• _Cosa fare_
a - Risponda alle seguenti domande sul testo relativo al trapianto di rene:
(i) In quale giorno ricorre la Giornata Mondiale del Rene?
(ii) In quale città risiede Pasquale Longo dal 1969?
(iii) Da chi sono diretti i chirurghi urologi?
b - Prosegua il testo sul trapianto di rene tra padre e figlio, riprendendo dopo l'ultima frase riportata.

─── Testo di studio ───

La Giornata Mondiale del Rene, che ricorre l’11 marzo, non poteva essere meglio celebrata che raccontando una bella storia, di umanità e medica.
Un padre, di 82 anni, Pasquale Longo, pugliese ma residente a Saronno dal 1969, decide come atto di amore e generosità incondizionati, di ‘salvare’ la vita del proprio figlio Francesco – 52 anni, professore associato alla Bocconi di Management pubblico e sanitario e padre di famiglia, affetto da glomerulonefrite alla soglia della dialisi e in lista di attesa per un trapianto di rene – donandogli il proprio organo.
È accaduto a Torino all’Ospedale Molinette dell’AOU della Città della Salute e della Scienza di Torino che, per l’ennesima volta (per ultimo con il trapianto di fegato occorso a dicembre tra donatore e ricevente Covid-19 positivi), si qualifica quale esempio di elevata expertise. Il Centro Trapianto di Rene è riconosciuto a livello nazionale come la struttura con la più grande esperienza e la migliore capacità di gestire trapianti renali “difficili”. O potenzialmente a rischio, in questo caso in considerazione dell’età avanzata del donatore e di un figlio in sofferenza da lungo tempo.
Padre e figlio provenienti da fuori regione vengono accolti presso la struttura e dopo una accurata valutazione e l’esecuzione degli esami necessari a stabilire la compatibilità tra donatore e ricevente, l’équipe del Professor Luigi Biancone, Direttore della Nefrologia Dialisi e Trapianto e Responsabile del Programma di Trapianto di Rene regionale, supportata dai chirurghi vascolari e urologi (diretti rispettivamente dal dottor Aldo Verri e dal professor Paolo Gontero) e dall’assistenza anestesiologica dell’equipe del dottor Roberto Balagna.

─── Dati da esaminare ───

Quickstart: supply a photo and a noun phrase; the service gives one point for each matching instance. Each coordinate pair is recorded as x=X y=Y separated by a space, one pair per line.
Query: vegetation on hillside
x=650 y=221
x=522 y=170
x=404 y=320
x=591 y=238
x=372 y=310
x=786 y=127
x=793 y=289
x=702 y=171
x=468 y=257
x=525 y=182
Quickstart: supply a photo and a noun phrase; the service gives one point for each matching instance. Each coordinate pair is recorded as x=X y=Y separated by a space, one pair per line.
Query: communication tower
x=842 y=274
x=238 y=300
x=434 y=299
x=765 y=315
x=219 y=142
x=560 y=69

───

• _Risposte per voce_
a -
(i) L'11 marzo.
(ii) A Saronno.
(iii) Dal professor Paolo Gontero.

b -
Tutto il percorso, dall’ingresso al centro, alla donazione-trapianto come anche il periodo di osservazione e convalescenza si sono svolti nel migliore dei modi, nel rispetto di tutti i protocolli di sicurezza: ora padre e figlio sono nuovamente a casa e hanno ripreso la loro quotidianità. Una nuova vita, per entrambi. Per l’uomo con un ritorno alla normalità, per il padre con il cuore alleggerito da parte delle preoccupazioni per la vita del figlio. «La cosa che mi ha colpito di più – ha dichiarato Francesco in una intervista rilasciata a Repubblica – è che mio padre non ha mai avuto un dubbio. Ero più preoccupato io per lui che lui di sé stesso. E in più non mi ha mai fatto pesare ciò che stava facendo che, per un uomo di 82 anni, non è certo stata una passeggiata. ‘Fosse anche l’ultima cosa che faccio a 82 anni, mi diceva per tranquillizzarmi, la faccio’».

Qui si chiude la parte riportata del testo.